◆ Goal ◆
Copy the material below word for word, but leave out the pictures.

◆ Input for this task ◆

★ ★ ★ ★ ★

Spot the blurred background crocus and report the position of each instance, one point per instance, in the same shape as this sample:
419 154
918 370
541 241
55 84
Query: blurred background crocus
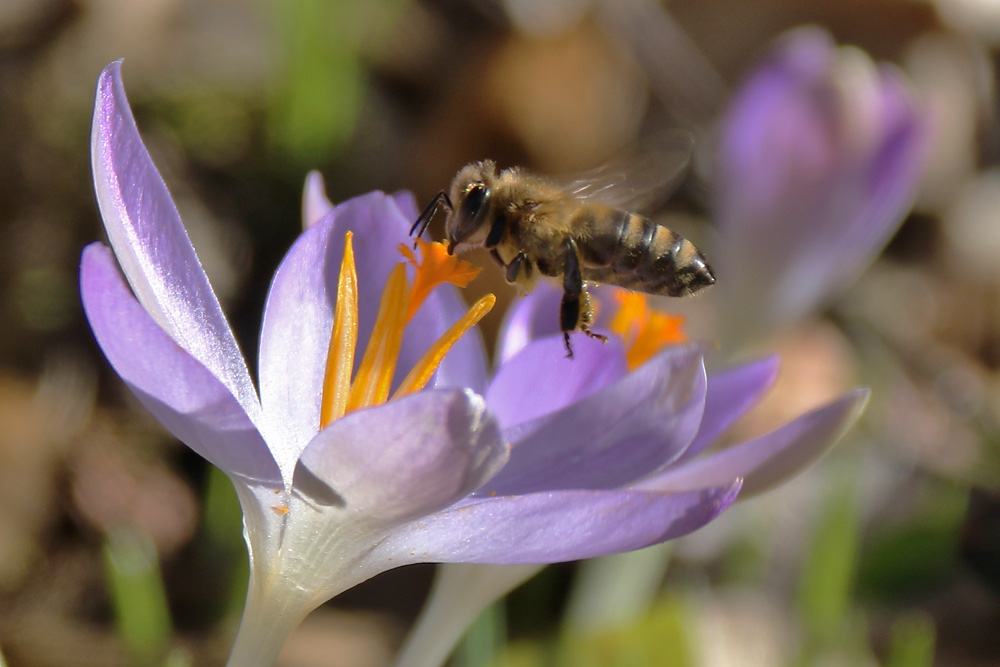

★ ★ ★ ★ ★

◆ Expected answer ◆
Spot the blurred background crocus and report the position of each instance, one point per instance, in the same shape as this sample:
419 154
918 370
541 241
55 84
Query: blurred background crocus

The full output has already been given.